Job 1
In the piece on sea trout catches below, which river systems were apparently the first place where the problems of sea lice came to attention?

Document section
"""

During his presentation at Aquaculture UK this week, Dr Jaffa explained that many groups claim sea trout catches are down on the west coast of Scotland due to presence of salmon farms and therefore sea lice. However there are other differences between the east and west coasts not just the prescence of salmon farms.
For example, said Dr Jaffa, the east and west coasts have completely different sized river systems which obviously perform in different ways.
Digging through the data has also shown that some research actually shows increases in catch numbers on the west and a decrease on the east.
The loch Maree and loch Ewe river systems, once known for their huge sea trout catches, was apparently the first place where the problems of sea lice came to attention.
The initial study study showed sea trout catches declined in the 1980's and the only area change the researchers saw was that there was now farming in the loch.
However, taking a closer look at the data it can be seen that the fishery was already in decline before salmon farming even started in the loch.

"""

Job 2
Which lines in the rows below contain the word "blue"? Display each one in full, treating case as significant.

Data lines
"""

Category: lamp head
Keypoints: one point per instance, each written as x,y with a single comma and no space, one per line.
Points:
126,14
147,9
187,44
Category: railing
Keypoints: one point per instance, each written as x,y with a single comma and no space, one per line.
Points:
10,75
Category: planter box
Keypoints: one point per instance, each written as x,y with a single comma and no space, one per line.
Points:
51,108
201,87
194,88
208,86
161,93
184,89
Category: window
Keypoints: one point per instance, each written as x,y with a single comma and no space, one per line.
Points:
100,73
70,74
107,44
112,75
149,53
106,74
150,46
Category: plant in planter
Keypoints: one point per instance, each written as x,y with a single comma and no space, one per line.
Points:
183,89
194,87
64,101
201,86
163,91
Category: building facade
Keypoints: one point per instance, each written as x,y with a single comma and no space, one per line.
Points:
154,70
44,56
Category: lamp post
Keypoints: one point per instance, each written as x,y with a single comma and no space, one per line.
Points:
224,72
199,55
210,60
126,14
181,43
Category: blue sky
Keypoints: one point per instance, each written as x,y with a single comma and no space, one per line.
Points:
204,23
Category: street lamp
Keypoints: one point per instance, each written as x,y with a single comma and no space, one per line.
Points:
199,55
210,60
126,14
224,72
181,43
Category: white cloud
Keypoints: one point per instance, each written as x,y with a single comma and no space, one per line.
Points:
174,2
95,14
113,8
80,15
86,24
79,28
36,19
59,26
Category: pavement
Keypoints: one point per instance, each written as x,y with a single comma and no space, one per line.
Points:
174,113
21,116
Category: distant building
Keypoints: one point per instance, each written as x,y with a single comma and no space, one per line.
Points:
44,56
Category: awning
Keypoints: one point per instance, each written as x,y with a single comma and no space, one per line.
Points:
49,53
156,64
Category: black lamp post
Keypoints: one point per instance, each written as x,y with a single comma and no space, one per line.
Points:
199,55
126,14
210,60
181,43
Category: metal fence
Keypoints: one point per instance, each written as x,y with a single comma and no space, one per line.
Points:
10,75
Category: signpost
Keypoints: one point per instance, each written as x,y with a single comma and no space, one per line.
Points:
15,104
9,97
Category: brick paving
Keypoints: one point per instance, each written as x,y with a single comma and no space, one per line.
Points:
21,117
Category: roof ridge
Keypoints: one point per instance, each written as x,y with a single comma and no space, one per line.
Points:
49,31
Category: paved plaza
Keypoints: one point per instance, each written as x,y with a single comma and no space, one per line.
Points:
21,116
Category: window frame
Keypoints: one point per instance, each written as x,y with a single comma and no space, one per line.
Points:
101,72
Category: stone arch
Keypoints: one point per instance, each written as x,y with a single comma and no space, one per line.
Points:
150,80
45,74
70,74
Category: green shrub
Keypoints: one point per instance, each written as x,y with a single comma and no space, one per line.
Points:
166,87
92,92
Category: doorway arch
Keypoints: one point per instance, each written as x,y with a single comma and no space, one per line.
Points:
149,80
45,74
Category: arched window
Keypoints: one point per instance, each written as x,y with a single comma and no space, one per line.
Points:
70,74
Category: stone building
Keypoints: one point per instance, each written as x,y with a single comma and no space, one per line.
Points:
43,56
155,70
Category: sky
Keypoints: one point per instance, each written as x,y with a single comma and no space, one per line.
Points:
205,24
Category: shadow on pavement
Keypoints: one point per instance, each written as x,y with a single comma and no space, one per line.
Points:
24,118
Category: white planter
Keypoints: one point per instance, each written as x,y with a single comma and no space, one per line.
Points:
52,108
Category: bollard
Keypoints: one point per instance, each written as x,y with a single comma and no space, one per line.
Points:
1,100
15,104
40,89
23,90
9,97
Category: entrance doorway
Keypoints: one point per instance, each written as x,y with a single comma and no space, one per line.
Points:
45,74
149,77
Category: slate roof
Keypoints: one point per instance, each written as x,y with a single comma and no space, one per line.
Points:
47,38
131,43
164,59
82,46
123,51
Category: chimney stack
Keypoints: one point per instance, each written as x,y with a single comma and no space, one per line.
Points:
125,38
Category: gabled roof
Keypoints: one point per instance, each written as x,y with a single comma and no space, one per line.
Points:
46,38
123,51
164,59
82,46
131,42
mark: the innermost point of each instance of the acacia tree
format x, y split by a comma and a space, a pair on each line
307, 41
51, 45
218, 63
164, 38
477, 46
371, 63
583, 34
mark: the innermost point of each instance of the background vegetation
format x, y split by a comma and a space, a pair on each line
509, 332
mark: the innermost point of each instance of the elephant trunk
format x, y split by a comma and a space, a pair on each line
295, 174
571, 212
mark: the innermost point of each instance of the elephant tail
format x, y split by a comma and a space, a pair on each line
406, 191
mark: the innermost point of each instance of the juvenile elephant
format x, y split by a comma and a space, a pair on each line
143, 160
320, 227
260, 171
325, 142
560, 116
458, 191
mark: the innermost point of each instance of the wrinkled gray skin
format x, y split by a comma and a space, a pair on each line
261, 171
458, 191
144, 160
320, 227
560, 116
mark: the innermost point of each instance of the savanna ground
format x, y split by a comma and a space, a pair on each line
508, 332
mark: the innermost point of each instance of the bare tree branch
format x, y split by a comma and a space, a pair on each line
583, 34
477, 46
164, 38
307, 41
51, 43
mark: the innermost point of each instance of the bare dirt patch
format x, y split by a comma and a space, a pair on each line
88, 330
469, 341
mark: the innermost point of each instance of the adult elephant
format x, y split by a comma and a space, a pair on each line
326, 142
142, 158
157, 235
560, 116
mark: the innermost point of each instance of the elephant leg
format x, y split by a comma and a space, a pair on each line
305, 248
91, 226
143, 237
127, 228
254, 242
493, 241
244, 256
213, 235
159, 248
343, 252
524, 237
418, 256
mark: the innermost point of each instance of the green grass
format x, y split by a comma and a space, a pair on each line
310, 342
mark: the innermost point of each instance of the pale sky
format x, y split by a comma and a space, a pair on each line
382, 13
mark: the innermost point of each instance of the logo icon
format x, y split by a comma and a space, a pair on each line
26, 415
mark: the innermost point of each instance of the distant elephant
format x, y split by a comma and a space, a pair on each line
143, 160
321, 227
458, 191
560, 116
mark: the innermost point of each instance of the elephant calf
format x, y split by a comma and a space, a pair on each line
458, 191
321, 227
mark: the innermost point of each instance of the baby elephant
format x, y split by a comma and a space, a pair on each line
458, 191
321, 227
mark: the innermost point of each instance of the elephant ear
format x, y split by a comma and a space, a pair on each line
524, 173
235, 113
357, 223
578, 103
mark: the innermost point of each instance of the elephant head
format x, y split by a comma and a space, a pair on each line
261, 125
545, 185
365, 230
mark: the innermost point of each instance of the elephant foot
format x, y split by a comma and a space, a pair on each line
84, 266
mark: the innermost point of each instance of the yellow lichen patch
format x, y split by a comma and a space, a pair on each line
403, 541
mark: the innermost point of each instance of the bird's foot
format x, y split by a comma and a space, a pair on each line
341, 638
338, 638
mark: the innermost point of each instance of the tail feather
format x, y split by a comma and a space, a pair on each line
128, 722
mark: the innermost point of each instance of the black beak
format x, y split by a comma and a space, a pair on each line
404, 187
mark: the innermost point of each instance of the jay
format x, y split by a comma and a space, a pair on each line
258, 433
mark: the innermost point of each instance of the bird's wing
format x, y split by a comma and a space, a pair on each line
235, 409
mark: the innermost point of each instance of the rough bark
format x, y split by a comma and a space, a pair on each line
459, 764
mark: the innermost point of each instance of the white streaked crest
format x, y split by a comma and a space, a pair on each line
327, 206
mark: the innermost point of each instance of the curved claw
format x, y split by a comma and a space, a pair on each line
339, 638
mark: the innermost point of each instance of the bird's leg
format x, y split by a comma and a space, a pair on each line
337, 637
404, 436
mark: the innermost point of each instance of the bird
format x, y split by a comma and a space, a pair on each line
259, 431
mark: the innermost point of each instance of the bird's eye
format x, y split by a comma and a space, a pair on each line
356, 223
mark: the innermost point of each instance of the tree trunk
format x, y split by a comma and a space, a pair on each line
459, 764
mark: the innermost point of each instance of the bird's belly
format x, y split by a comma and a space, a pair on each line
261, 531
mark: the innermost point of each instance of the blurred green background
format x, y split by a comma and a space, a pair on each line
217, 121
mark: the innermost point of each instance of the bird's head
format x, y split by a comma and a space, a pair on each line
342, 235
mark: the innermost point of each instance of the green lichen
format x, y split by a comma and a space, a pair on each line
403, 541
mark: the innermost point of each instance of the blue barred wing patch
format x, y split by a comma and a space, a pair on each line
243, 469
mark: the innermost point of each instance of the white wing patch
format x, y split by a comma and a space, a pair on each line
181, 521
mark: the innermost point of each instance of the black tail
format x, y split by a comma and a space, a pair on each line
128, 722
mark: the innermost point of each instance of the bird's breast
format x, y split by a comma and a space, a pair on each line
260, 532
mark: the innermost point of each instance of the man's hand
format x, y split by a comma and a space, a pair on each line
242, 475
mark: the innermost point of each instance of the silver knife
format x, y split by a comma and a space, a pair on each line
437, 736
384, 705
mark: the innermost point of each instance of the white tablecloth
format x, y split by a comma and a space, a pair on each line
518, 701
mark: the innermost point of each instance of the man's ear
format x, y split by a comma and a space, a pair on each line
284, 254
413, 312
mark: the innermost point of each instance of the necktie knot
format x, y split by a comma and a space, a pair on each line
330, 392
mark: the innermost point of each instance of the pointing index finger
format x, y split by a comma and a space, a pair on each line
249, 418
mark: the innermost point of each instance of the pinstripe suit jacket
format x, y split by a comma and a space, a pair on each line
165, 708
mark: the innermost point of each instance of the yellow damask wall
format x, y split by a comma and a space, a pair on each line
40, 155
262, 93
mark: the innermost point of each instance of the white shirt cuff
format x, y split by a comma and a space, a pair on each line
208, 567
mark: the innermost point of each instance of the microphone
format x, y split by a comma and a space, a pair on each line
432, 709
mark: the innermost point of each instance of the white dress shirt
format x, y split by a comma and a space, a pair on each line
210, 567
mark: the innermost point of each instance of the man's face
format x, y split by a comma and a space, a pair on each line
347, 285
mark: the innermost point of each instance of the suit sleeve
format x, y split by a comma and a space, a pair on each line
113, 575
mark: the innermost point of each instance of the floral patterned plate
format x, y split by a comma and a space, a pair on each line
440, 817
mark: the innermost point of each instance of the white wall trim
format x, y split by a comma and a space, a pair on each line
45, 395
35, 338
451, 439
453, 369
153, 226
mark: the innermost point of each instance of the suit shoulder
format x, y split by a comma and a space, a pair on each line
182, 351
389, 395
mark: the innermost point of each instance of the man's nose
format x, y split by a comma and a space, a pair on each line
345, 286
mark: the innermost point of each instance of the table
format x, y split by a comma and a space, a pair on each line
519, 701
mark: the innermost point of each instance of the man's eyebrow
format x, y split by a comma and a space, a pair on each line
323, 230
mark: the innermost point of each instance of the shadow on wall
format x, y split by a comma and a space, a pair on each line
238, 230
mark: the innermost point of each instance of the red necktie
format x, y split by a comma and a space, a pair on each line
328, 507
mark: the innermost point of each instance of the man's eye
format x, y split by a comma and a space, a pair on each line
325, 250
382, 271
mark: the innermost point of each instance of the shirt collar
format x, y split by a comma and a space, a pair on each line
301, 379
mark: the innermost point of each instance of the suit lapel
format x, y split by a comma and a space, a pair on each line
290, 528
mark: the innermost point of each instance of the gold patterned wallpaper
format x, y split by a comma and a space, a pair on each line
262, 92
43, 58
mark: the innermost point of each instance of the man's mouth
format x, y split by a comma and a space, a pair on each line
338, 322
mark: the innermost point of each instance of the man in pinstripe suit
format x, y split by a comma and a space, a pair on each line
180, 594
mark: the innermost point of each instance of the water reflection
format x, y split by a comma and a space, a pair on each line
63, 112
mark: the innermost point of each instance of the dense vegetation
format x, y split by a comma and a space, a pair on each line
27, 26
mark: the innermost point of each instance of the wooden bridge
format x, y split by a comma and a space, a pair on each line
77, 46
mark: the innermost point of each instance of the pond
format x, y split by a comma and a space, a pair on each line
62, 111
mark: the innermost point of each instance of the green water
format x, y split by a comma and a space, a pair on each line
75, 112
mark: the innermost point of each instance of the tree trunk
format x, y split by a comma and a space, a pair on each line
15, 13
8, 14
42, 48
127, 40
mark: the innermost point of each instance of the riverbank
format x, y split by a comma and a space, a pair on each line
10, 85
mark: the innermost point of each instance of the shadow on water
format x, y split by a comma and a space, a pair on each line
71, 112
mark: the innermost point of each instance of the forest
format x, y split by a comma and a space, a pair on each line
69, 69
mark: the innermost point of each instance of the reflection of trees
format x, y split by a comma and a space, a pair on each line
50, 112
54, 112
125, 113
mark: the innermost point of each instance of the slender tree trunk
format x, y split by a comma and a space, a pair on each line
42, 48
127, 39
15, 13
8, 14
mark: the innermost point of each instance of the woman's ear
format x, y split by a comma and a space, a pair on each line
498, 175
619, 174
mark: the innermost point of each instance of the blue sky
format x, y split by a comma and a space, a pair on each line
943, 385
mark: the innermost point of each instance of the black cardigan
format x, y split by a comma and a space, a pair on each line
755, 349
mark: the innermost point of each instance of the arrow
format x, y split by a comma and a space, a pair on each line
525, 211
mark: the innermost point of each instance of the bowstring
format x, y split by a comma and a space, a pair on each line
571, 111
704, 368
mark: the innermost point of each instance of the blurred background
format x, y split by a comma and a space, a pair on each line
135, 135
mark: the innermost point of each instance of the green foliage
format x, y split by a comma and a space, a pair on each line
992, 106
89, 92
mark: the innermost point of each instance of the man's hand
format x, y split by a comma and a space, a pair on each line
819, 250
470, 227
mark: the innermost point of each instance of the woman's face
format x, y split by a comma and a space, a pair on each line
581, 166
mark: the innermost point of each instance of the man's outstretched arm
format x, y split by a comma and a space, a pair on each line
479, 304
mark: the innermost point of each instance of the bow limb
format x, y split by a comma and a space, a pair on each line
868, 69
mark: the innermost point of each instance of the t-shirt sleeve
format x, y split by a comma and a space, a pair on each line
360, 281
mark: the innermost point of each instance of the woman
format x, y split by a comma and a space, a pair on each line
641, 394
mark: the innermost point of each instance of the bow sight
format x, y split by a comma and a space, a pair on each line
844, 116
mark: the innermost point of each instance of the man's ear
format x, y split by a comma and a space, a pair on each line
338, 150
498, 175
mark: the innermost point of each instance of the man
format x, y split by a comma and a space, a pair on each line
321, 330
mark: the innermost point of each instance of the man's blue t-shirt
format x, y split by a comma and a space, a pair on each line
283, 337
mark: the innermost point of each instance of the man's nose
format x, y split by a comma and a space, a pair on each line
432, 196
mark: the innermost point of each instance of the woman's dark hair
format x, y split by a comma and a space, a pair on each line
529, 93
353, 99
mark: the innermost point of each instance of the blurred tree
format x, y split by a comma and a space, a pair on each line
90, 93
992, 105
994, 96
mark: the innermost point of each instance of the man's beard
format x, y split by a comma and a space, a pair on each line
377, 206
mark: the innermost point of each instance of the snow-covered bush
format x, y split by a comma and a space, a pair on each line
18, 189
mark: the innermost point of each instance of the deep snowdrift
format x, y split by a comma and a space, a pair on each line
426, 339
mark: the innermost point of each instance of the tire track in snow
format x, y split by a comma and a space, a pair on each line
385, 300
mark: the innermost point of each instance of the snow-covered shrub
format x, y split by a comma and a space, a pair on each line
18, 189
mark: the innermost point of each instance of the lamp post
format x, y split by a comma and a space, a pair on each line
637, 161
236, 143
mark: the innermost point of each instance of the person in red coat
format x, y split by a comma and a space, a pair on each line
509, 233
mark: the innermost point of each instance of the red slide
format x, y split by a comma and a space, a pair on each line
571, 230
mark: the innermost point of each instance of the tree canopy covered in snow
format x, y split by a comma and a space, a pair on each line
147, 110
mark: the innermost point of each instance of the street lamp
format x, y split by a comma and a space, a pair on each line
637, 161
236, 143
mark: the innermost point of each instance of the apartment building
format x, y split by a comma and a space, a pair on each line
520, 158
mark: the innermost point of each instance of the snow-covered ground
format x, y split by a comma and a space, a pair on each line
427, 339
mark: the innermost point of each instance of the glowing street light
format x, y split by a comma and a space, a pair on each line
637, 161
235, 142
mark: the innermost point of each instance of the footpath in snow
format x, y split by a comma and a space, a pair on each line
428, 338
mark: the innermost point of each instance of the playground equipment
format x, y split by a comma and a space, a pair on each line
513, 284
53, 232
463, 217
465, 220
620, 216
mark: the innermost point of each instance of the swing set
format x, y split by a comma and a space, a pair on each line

"""

Written reply 1
The loch Maree and loch Ewe river systems.

Written reply 2
Category: blue sky
mark: the innermost point of each instance of the blue barred wing patch
mark: the innermost point of each instance of the blue sky
mark: the innermost point of each instance of the man's blue t-shirt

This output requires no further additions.